(Point localization data)
########################################
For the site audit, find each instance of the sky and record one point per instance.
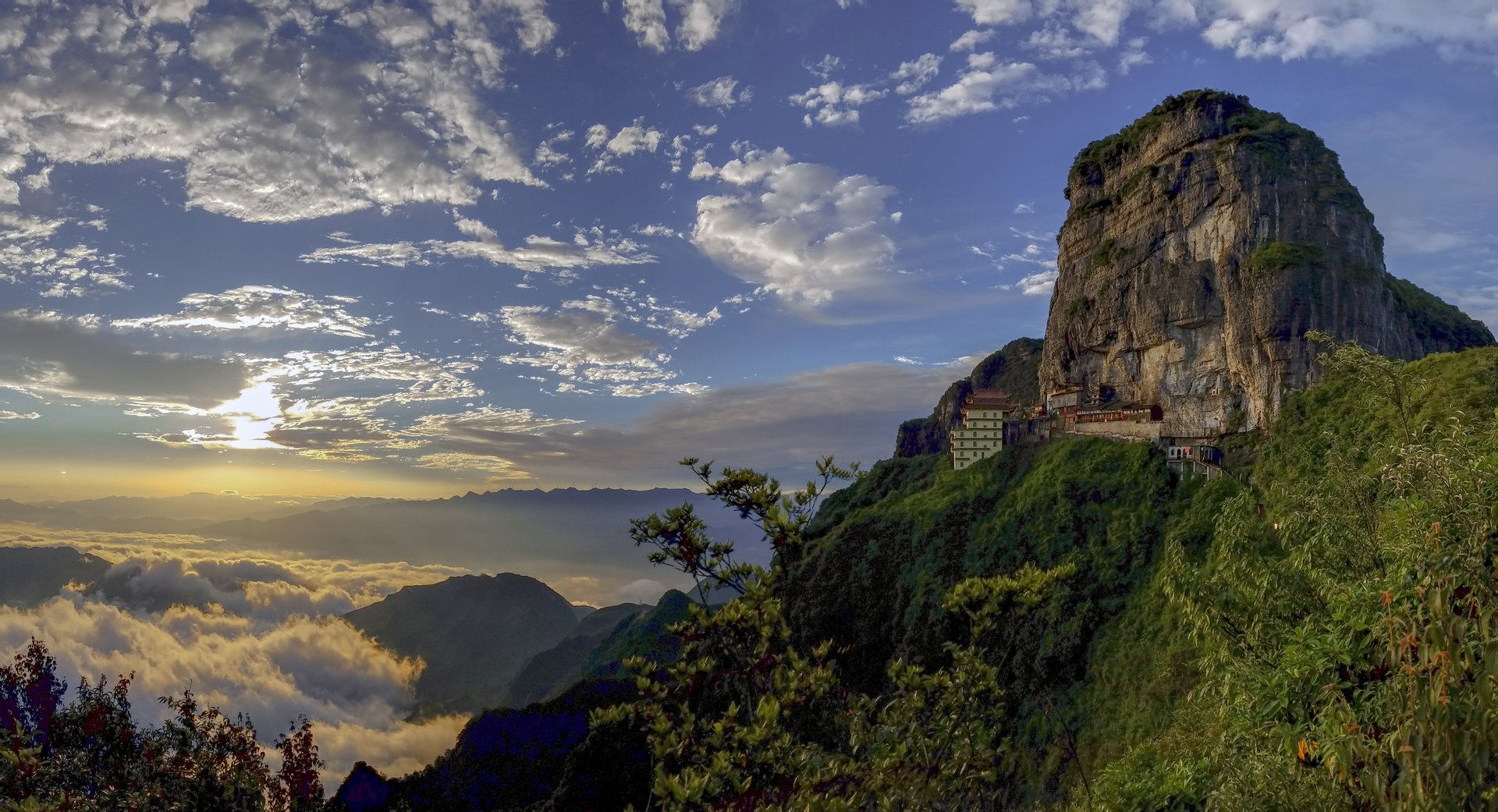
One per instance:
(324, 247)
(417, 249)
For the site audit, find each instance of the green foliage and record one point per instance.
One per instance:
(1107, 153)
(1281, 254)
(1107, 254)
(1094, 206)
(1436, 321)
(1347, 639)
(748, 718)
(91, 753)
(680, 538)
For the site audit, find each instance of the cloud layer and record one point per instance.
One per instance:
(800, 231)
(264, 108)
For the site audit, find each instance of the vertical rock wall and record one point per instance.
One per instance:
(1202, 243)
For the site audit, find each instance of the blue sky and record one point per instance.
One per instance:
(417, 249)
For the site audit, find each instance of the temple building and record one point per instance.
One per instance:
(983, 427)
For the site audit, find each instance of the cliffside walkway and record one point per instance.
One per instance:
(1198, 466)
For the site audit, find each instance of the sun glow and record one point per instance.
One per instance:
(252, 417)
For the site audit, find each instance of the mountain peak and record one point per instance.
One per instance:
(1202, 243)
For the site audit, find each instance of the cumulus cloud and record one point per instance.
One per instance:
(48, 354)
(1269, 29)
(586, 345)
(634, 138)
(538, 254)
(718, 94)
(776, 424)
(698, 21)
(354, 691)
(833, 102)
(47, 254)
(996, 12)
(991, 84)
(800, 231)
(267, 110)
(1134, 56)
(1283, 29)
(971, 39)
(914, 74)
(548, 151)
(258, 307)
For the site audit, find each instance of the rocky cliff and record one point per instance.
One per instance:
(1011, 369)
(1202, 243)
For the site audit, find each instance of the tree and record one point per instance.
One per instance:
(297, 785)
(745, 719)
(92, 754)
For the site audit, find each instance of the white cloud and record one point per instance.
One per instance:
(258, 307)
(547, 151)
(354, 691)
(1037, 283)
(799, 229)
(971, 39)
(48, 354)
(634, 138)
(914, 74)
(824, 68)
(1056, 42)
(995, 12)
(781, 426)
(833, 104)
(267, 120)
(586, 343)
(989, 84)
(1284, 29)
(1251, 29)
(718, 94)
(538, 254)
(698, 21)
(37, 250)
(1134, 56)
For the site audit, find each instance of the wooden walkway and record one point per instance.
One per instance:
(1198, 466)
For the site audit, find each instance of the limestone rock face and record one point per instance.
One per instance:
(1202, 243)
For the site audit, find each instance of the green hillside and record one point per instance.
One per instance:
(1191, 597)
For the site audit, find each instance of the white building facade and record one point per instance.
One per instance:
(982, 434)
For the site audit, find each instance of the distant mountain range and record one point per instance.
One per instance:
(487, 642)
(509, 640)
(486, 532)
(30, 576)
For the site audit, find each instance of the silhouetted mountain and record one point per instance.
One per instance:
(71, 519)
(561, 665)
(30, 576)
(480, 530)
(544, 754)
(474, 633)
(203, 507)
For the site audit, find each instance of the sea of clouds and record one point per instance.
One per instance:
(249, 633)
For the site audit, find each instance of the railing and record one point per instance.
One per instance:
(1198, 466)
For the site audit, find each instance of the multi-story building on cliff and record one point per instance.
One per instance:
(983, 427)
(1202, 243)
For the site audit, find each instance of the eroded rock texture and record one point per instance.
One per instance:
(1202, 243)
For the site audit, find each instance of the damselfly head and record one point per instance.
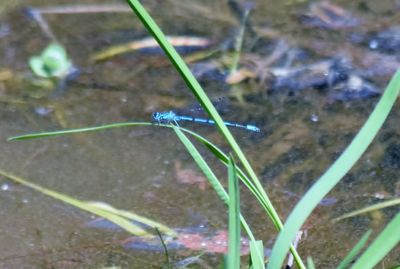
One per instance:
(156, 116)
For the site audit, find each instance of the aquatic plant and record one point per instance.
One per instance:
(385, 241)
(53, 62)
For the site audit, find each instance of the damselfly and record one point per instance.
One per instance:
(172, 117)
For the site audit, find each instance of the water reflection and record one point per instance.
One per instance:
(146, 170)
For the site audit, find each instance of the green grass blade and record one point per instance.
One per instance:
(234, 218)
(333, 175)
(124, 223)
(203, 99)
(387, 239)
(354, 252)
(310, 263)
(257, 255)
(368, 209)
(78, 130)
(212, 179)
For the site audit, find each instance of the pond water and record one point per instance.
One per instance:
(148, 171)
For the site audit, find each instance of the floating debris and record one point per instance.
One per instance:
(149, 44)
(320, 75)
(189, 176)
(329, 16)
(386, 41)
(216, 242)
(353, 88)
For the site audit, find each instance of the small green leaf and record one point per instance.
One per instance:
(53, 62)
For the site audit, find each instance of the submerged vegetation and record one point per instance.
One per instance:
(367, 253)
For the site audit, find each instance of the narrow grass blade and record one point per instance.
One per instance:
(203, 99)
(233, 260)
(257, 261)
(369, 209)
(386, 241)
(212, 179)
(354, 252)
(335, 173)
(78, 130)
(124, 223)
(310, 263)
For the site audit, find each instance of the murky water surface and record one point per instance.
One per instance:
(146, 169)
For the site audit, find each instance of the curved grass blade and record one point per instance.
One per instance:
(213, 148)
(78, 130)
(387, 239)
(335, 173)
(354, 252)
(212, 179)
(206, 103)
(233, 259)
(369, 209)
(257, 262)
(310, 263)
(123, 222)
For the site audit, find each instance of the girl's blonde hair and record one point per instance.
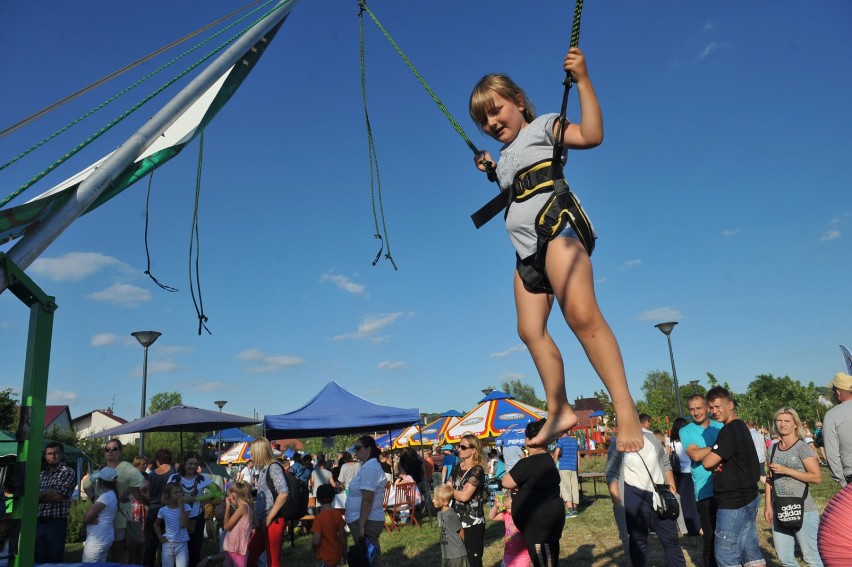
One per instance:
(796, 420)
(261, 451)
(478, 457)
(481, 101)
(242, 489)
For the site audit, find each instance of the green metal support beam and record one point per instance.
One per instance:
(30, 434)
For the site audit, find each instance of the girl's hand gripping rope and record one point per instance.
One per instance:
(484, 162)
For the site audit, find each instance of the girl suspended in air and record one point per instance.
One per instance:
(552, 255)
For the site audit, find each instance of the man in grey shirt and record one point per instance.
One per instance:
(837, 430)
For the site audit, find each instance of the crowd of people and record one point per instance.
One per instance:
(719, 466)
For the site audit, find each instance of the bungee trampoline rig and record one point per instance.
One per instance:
########################################
| WORK INSTRUCTION |
Omit every picture, and otherwise quote the entries exactly.

| RESPONSE AREA |
For the site audit, find each instance of the sky and record one point per instance.
One per instance:
(324, 247)
(417, 249)
For the site audit, find each instance of the green foliage and record one point per instance.
One per instance:
(1107, 153)
(1281, 254)
(1107, 254)
(1094, 206)
(1436, 321)
(1347, 639)
(748, 718)
(91, 753)
(680, 538)
For the site audit, find each instance of the cloud layer and record one point per instance.
One per instance:
(800, 231)
(264, 108)
For the site audit, find each instance of the vertical rock wall and record one point per instance.
One per instance:
(1202, 243)
For the site audit, find each instance of the blue sky and record one point per instance.
One per instance:
(417, 249)
For the site audit, find each instance of the temple building and record one point per instance.
One per instance:
(983, 427)
For the site audit, find each instance of the cliffside walkway and record one point per instance.
One per instance:
(1198, 466)
For the site audit, find each instance of the sun glow and record one point per instance.
One per instance:
(252, 417)
For the site audit, find each instance of the mountain peak and record one point per instance.
One per instance:
(1202, 243)
For the site audit, find each instance of the cumulus cloud and record one point per instance.
One per instance:
(48, 354)
(1269, 29)
(586, 345)
(634, 138)
(538, 254)
(718, 94)
(776, 424)
(698, 21)
(354, 691)
(833, 102)
(47, 254)
(996, 12)
(991, 84)
(800, 231)
(267, 110)
(1134, 56)
(1283, 29)
(971, 39)
(914, 74)
(548, 151)
(258, 307)
For the site audit, find each instance of the rocky cliff and record one point per instance.
One per instance:
(1011, 369)
(1202, 243)
For the site audit, find each instance of the tree and record one point per instance.
One per instance:
(297, 785)
(745, 719)
(92, 754)
For the site audit, find each instance of the white cloud and record one point per instance.
One per instance:
(258, 307)
(547, 151)
(354, 691)
(1037, 283)
(799, 229)
(971, 39)
(48, 354)
(634, 138)
(914, 74)
(824, 68)
(1056, 42)
(995, 12)
(781, 426)
(833, 104)
(267, 120)
(586, 343)
(989, 84)
(1284, 29)
(1251, 29)
(718, 94)
(538, 254)
(698, 21)
(37, 250)
(1134, 56)
For the site audit, find each instance of the wooden walkway and record one point per instance.
One per instance:
(1198, 466)
For the site audit, find each instance of the limestone rock face and record one point per instance.
One per instance:
(1202, 243)
For the site audit, find each instance of the green hillside and record one point per instance.
One per instance:
(1191, 597)
For the site audit, find each instance of the white building facade and record one point per instance.
One per instance:
(982, 434)
For the site audit, find each instance of the distant mountain range and record one point per instance.
One per instance:
(487, 642)
(509, 640)
(486, 532)
(30, 576)
For the site audit, find each instance of the silhouetted mountain and record one point per instance.
One per instance:
(71, 519)
(561, 665)
(30, 576)
(480, 530)
(544, 754)
(474, 633)
(203, 507)
For the site audit, find each instance of the sea of clouds and record one point per instance.
One per instance:
(249, 633)
For the site audit, find each instance of the railing and record one point per instance.
One per instance:
(1198, 466)
For the site audit, find each instance of the multi-story building on cliff and record one point per instance.
One per instance:
(983, 427)
(1202, 243)
For the site audit, find each instance of the eroded rock texture and record one point per instance.
One per instance:
(1202, 243)
For the site audit, find each instance of the damselfly head and record one point per instance.
One per instance:
(156, 116)
For the site audit, find each instance of the aquatic plant and record one point per instance.
One per instance:
(385, 241)
(53, 62)
For the site audit, find each instance of the damselfly and record one point per instance.
One per instance:
(172, 117)
For the site audit, find each instance of the water reflection and record one point per instance.
One per instance:
(146, 170)
For the site audit, find each instance of the green grass blade and record one point per instance.
One per instance:
(234, 218)
(333, 175)
(124, 223)
(203, 99)
(387, 239)
(354, 252)
(310, 263)
(257, 255)
(368, 209)
(78, 130)
(212, 179)
For the site audit, find each instance of the pond water and record one point per instance.
One per instance:
(148, 171)
For the site audit, find each instance of the floating debris and record one point per instance.
One per instance:
(149, 44)
(320, 75)
(189, 176)
(329, 16)
(386, 41)
(216, 242)
(353, 88)
For the site audit, find each instance of the small green leaf and record one point per instance.
One per instance:
(53, 62)
For the site audit, find each instance of the submerged vegetation and record one point per instance.
One per instance:
(367, 253)
For the site audit, find each instance of the narrow grass blade and record one point per instance.
One per instance:
(203, 99)
(233, 260)
(257, 261)
(369, 209)
(386, 241)
(212, 179)
(354, 252)
(335, 173)
(78, 130)
(124, 223)
(310, 263)
For the site audit, find each instance of the murky water surface and record one point per instance.
One per instance:
(146, 169)
For the site audit, find each instance of the curved grass blade and record one point per instance.
One per instance:
(213, 148)
(78, 130)
(387, 239)
(335, 173)
(354, 252)
(212, 179)
(206, 103)
(233, 259)
(369, 209)
(257, 262)
(310, 263)
(123, 222)
For the site audit, find each instance of the girl's blonde hair and record one point per instance.
One per instance:
(796, 420)
(261, 451)
(478, 457)
(481, 101)
(242, 489)
For the site audit, find each instance of the green metal support beam and record one point per instance.
One per instance:
(30, 434)
For the site audit, find each instance of the girl's hand gripping rope and record one point per instance.
One per instance:
(484, 162)
For the site audit, find each instance of the girl suspended in air and record one point per instance.
One per instance:
(552, 255)
For the site audit, find each instance of the man in grey shirt and record one point per instance.
One per instance:
(837, 430)
For the site audit, find each instance of the crowd of people and record one point per instance.
One per instance:
(719, 466)
For the site audit, find each instance of the bungee trampoline rig and record one point per instance.
One per instance:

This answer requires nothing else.